Required task — Rewrite the lines of each item as a JSON list of strings, with one string per line and blank lines omitted.

Data records:
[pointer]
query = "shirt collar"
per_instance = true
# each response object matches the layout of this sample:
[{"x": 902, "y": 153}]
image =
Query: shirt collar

Exercise solution —
[
  "[pointer]",
  "query = \"shirt collar\"",
  "per_instance = true",
  "# each response object matches the layout of this sample:",
  "[{\"x\": 902, \"y\": 153}]",
  "image =",
  "Query: shirt collar"
]